Your goal
Print the entire listing below word for word, excluding its pictures.

Records for the task
+++
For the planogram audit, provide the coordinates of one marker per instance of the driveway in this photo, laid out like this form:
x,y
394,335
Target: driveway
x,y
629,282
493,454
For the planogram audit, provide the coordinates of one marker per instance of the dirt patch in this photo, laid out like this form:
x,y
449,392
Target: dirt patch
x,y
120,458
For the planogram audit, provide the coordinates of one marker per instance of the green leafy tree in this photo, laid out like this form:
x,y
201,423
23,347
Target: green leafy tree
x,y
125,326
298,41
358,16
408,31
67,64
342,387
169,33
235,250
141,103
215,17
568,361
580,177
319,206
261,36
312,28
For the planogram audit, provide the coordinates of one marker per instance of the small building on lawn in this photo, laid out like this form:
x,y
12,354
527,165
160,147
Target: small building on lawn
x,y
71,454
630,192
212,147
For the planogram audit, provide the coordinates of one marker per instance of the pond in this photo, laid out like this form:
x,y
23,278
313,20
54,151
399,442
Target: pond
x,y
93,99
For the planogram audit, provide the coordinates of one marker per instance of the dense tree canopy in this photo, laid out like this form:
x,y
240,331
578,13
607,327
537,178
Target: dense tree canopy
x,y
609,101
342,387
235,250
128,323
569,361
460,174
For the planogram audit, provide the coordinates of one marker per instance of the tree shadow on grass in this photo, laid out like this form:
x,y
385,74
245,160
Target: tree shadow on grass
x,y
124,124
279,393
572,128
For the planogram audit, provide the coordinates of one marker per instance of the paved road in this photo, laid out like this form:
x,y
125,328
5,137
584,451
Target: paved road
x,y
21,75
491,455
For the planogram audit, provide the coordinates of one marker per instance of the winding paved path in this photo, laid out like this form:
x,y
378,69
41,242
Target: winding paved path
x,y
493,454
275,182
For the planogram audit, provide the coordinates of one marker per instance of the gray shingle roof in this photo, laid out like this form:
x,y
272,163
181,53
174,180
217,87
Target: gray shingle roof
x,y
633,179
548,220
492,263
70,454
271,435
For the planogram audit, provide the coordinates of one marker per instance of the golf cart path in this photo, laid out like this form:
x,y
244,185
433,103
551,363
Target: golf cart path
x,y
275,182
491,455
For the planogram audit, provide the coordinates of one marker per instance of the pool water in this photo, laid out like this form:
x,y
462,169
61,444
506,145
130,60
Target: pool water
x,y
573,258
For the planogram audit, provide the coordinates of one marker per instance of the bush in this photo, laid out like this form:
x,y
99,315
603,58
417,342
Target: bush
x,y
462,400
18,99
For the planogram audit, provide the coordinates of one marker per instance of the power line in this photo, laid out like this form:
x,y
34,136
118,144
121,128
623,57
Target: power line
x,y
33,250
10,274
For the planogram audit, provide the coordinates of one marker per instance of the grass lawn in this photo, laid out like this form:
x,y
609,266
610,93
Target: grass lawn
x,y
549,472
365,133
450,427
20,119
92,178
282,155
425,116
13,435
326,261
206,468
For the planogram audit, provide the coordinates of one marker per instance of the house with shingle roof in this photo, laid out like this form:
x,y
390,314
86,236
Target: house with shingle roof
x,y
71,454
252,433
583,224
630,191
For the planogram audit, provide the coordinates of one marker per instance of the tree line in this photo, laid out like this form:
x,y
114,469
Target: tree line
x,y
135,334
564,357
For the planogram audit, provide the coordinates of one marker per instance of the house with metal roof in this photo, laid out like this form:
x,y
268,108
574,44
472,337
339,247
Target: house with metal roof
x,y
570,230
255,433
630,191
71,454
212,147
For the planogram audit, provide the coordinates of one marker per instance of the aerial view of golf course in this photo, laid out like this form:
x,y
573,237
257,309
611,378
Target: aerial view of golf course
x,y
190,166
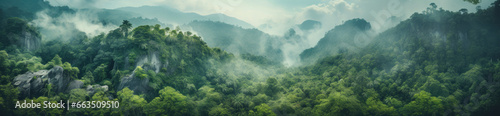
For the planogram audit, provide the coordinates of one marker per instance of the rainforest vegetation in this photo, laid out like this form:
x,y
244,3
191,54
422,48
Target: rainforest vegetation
x,y
437,62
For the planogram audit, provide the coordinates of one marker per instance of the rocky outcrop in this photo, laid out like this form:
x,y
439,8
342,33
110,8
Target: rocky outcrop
x,y
91,89
34,84
58,81
76,84
150,61
31,83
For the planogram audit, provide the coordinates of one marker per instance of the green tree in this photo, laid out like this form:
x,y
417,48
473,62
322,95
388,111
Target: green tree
x,y
100,73
262,110
130,104
125,27
170,102
423,105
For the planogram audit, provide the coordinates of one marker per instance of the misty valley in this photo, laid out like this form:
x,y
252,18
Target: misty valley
x,y
166,60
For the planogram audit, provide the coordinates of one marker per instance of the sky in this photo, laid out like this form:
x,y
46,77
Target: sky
x,y
277,16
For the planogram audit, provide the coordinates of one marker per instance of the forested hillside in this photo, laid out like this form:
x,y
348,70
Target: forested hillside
x,y
437,62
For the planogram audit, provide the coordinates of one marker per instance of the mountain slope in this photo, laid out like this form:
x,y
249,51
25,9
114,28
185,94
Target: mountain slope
x,y
348,36
238,40
173,16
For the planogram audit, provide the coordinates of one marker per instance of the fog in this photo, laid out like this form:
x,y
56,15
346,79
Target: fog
x,y
67,25
275,17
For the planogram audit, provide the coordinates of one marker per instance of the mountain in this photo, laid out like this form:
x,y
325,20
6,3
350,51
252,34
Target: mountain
x,y
344,37
310,25
174,16
238,40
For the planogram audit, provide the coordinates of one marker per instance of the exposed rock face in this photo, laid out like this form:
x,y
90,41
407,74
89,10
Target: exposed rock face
x,y
76,84
150,61
28,85
30,41
58,81
91,89
31,84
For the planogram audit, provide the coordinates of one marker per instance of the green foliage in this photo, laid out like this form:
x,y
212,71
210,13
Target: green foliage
x,y
139,72
101,73
130,104
170,102
262,110
423,104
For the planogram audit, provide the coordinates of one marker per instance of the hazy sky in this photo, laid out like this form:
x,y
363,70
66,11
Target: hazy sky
x,y
280,15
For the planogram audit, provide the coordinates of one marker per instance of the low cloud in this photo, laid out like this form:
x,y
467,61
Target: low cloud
x,y
68,25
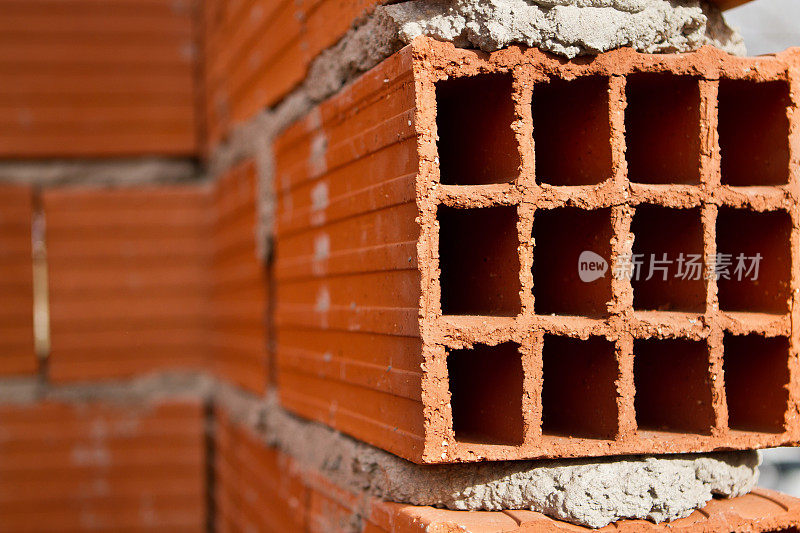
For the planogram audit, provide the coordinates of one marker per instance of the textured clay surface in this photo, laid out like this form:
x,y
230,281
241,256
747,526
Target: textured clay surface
x,y
314,492
488,143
+++
Output for this exercise
For the planogram audit, provide the coordinates of one marker per instance of the driveway in this photo, laid out like this form:
x,y
394,335
Target: driveway
x,y
629,282
493,454
For the planogram audit, provide the coordinates of one marker per instance of the dirt patch in this photo, laid out like this form:
x,y
449,392
Target: dirt patch
x,y
120,458
For the planogram audit, provide the coordinates of one marker per instance of the green leafy tree in this photo, laid out like this form:
x,y
201,423
23,347
Target: green leafy tree
x,y
125,326
298,41
358,16
408,31
67,64
342,387
169,33
235,250
141,103
215,17
568,361
580,177
319,206
261,36
312,28
For the planogram audit, provide the coordinates of one marker per instance of the small building on lawn in this photo, laid out like this form:
x,y
12,354
527,165
160,147
Target: small building on lawn
x,y
71,454
630,192
212,147
For the planogram audit, provide the coordinates of one marker per instance of the pond in this photo, laid out like this form:
x,y
23,278
313,20
54,151
399,442
Target: pond
x,y
93,99
For the planogram audit, provide the coordinates of one marker per instance of the dense tree canopy in this photo, laid out like this form:
x,y
240,331
578,13
607,327
537,178
Target: dense tree canopy
x,y
609,101
342,387
235,250
128,323
569,361
460,174
For the planogram audit, provide the coordinates of one marker per instance of the tree shadow on grass in this photo, laid out like this form:
x,y
385,74
245,160
Target: tree shadow on grass
x,y
124,124
279,393
572,128
For the planogram audit, provide the coordinates of one marker per instance of the paved road in this photo, laid out like this form:
x,y
125,328
5,137
584,451
Target: paved road
x,y
21,75
491,455
For the planogram audit, provide the coordinates of one marker per instance of the winding paved path in this photo, laid out like this form:
x,y
378,69
41,242
Target: winding paved path
x,y
493,454
275,182
For the planogram audit, provide the coordinates of one marker per instance of the gray shingle roof in this photo, laid out like this form:
x,y
272,163
181,53
174,180
217,87
Target: gray shingle roof
x,y
633,179
548,220
492,263
70,454
271,435
For the planogram audit, provide the coordinates of one marker per instance of the golf cart path in this photo, laid out like this form:
x,y
244,185
433,103
551,363
Target: golf cart path
x,y
275,182
491,455
For the planogram audit, provide the coordinates of one marker per instance of the pool water in this photo, laid out like this form:
x,y
462,169
61,444
506,145
130,60
Target: pool water
x,y
573,258
For the planogram audit, provide the coordinates of one marker per instance of the bush in this photo, laid out like this form:
x,y
99,315
603,58
417,342
Target: bush
x,y
462,400
18,99
For the planogram audit, provide the coordinates of one marker per instance of the power line in this photo, laid out like this form:
x,y
34,136
118,144
121,128
623,57
Target: power line
x,y
33,250
10,274
For the planogram audit, provide the coordinates of one marker per instance of the grass lawn in this photo, laid out like this form:
x,y
609,266
610,93
Target: grass lawn
x,y
549,472
365,133
450,427
20,119
92,178
282,155
425,116
13,435
326,261
206,468
For the planogram audit, provide the coordinates of one marker per instance of the house with shingle roof in this photo, laid out like this form:
x,y
390,314
86,236
Target: house with shingle roof
x,y
71,454
252,433
583,224
630,191
For the planogram audit, provide the coordinates of one marker per instance of the tree line in this photo, laid out like this form:
x,y
114,469
Target: tree line
x,y
135,334
564,357
For the planogram audit, provide the coordinates of one marker per instance of the house with metal roof in this photo, laid out like this form:
x,y
268,108
574,44
472,337
339,247
Target: house with metal roof
x,y
570,230
255,433
630,191
71,454
212,147
For the planogram audit, provide the coordinates of one marker per instance of the aerial view of golf course in this photo, laid out like this form:
x,y
573,237
257,309
611,378
Target: aerial view of golf course
x,y
190,166
For the planogram audit, provide the coordinates of one marker per instance of the rainforest vegetation in this photo, laid out like this form:
x,y
244,3
191,54
422,48
Target: rainforest vegetation
x,y
437,62
For the planogram audit, provide the coordinates of one marker per instance of the rocky outcrop in this photo, laid out like this form:
x,y
439,8
342,33
110,8
Target: rocky outcrop
x,y
91,89
34,84
58,81
76,84
150,61
31,83
For the planogram audit, provide the coordinates of one marker per instance of the green tree in this photo, laid out like this form:
x,y
417,48
473,62
322,95
388,111
Target: green tree
x,y
100,73
262,110
130,104
125,27
170,102
423,105
For the planogram audit, provide the coordinates of one marker per instance of the misty valley in this photo, laid out like this form:
x,y
252,18
Target: misty valley
x,y
166,60
For the planogram audit, provide the coordinates of one marker per instance of the sky in this photo, laid out like this form:
x,y
46,77
Target: sky
x,y
277,16
For the planogram audit, provide the coordinates of one marker per instance of the forested hillside in this photo, laid out like this form:
x,y
348,70
Target: forested hillside
x,y
437,62
For the planogram audit, provide the coordinates of one marker per instance of the mountain slope in this photo, laid out like this form:
x,y
249,51
25,9
114,28
185,94
Target: mountain slope
x,y
348,36
238,40
173,16
For the planogram audit, provide the coordinates of one marker per instance of the fog in this photo, laid out like this form:
x,y
56,15
346,79
Target: fog
x,y
67,25
275,17
For the planogram audit, provide the coordinates of one marker per instance of the mountain in this photo, laid out like this form:
x,y
325,20
6,3
350,51
252,34
Target: mountain
x,y
344,37
310,25
174,16
238,40
For the planogram audit, provide the coordinates of one marker per instance of the exposed rock face in this photo, laid out like this form:
x,y
90,41
407,74
89,10
Target: exposed rock face
x,y
76,84
150,61
28,85
30,41
58,81
91,89
31,84
For the planogram audit, provide the coordinates of one marker per instance of the green foliage in this photo, laid out like this form:
x,y
212,71
210,13
Target: green foliage
x,y
139,72
101,73
130,104
170,102
262,110
423,104
For the planogram audit, provide the coordinates of one marker per instance of the hazy sky in this photo, laid out like this form:
x,y
363,70
66,11
Target: hazy sky
x,y
280,15
For the planogram audit, provide the coordinates of one marker per instance of the low cloud in this photo, laid out like this form:
x,y
467,61
Target: low cloud
x,y
68,25
For the planogram audit, provide the coordinates of one marker per instance of the textured clay surface in this photo, laid out like this form:
x,y
230,281
241,256
747,526
Target: textured clay surface
x,y
314,492
488,143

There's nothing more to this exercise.